### TEXT SHOWN:
====

A 37-year-old man from Henan Province, in Eastern China, recently found his biological mother 33-years after being abducted, thanks to a map of his home village that he drew from memory.

Li Jingwei was only four years old when he was abducted outside his family home in Yunan and sold to another family thousands of kilometers away. It was a neighbor who lured him with a toy and then drove him 2,000 kilometers to Henan Province, where he sold him to a family that raised him as his own. It’s unclear if he ever tried to run away, but what is known is that he spent many nights remembering what his parents and his home looked like, which ended up helping him reunite with his mother 33 years after his abduction. Li used his childhood memories to draw a crude yet detailed map of his home village and then turned to social media for help, asking people where they thought it could be.

“Recalling the appearance of my parents and what it was like around my home was a routine for me for a long period in my life,” Li Jingwei told reporters, adding that he could never remember the name of his village.

Li said that it took time to get used to his new family and that it hurt whenever he read articles about family gatherings, but as he grew up, he started focusing on things like school, then work and getting married, and starting his own family. But he never forgot about his real parents.

Inspired by other high-profile cases of people who were reunited with their families decades after being abducted, Li Jingwei decided it was time to focus more on his own efforts to find his parents. He realized his own parents were getting older and that he probably didn’t have that much time left to reconnect with them.

“When I saw the story of Guo Gangtang, I thought to myself, ‘I should try to find my biological parents’ … I wanted to see them when they are still alive,” Li told Henan Television. “I realized I could not wait any longer because my parents should be getting older now. I worried that when I figured out where I am from, they might have passed away.”

But how does one find the family he lost over three decades before? Well, in Li Jingwei’s case, he started by providing a blood sample to the police and then digging deep into his memory clues about the village he was born in. He ended up drawing crude maps by hand, which he then posted online, asking people if they recognized the layout and where this place might be located.

====

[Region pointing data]
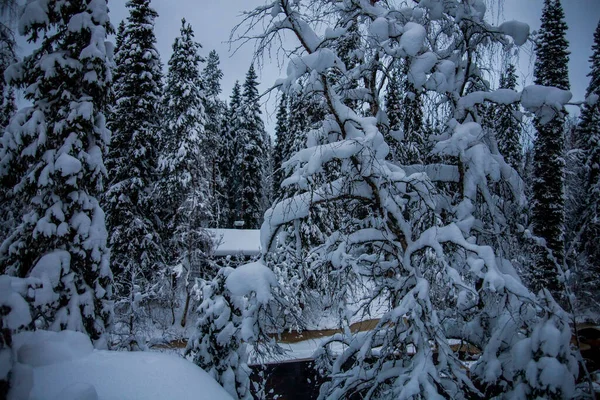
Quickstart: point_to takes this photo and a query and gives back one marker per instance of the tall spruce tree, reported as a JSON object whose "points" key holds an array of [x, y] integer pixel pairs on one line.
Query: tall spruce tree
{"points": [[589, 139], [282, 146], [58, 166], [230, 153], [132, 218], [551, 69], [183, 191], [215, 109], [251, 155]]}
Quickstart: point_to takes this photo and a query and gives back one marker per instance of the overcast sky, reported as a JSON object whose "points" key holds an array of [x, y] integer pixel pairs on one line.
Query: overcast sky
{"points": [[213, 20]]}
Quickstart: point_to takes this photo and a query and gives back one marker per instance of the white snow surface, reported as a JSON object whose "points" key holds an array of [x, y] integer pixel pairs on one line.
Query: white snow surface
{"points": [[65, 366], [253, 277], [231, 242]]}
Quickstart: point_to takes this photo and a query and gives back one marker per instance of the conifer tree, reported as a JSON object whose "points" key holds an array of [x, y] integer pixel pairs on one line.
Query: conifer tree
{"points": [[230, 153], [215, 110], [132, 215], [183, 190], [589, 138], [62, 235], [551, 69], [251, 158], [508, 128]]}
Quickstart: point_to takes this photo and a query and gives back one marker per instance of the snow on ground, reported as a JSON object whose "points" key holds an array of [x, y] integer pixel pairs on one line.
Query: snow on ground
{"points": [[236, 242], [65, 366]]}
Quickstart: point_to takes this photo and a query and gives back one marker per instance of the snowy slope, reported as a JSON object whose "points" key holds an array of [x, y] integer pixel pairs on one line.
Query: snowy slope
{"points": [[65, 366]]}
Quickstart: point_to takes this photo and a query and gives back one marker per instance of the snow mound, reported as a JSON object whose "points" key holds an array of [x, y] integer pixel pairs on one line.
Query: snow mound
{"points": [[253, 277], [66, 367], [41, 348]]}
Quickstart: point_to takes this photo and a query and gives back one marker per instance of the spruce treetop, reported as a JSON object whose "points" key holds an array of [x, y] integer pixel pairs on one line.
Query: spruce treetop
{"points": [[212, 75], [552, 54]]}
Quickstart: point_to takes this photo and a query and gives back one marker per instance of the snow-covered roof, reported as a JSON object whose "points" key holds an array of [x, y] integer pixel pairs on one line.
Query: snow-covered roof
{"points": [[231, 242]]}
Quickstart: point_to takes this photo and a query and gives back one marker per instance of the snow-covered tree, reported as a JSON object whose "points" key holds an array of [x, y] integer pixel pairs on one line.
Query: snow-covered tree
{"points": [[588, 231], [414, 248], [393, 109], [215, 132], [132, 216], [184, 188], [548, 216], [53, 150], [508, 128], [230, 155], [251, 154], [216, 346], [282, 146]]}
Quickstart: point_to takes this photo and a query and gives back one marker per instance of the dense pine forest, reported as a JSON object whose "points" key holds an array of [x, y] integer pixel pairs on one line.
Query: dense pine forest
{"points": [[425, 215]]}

====

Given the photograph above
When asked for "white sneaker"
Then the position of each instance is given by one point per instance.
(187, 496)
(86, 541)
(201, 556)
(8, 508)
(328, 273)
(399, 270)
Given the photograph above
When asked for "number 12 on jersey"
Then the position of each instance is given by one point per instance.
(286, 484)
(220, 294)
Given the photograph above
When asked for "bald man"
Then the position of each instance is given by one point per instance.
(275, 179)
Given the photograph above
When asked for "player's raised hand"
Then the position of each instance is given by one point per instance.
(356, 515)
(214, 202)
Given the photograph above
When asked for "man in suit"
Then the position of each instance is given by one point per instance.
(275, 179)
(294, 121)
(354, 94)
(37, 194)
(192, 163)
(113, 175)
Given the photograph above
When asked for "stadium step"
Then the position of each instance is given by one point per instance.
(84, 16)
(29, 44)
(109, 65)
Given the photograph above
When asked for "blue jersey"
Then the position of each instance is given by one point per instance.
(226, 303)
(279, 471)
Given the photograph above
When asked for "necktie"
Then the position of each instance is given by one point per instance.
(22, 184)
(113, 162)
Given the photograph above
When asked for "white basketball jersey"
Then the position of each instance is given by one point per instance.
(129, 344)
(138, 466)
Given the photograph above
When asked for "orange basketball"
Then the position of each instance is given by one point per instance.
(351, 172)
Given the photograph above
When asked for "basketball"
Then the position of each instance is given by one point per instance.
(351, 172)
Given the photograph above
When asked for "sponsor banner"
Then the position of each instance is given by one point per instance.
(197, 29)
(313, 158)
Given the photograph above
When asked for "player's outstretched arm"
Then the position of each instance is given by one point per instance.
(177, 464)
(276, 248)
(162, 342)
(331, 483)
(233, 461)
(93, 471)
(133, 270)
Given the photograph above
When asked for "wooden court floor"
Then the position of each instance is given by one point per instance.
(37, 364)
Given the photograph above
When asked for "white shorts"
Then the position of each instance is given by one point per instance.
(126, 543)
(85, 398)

====

Retype the part of the article about Li Jingwei that opens with the words containing "Li said that" and closes with "reconnect with them.".

Li said that it took time to get used to his new family and that it hurt whenever he read articles about family gatherings, but as he grew up, he started focusing on things like school, then work and getting married, and starting his own family. But he never forgot about his real parents.

Inspired by other high-profile cases of people who were reunited with their families decades after being abducted, Li Jingwei decided it was time to focus more on his own efforts to find his parents. He realized his own parents were getting older and that he probably didn’t have that much time left to reconnect with them.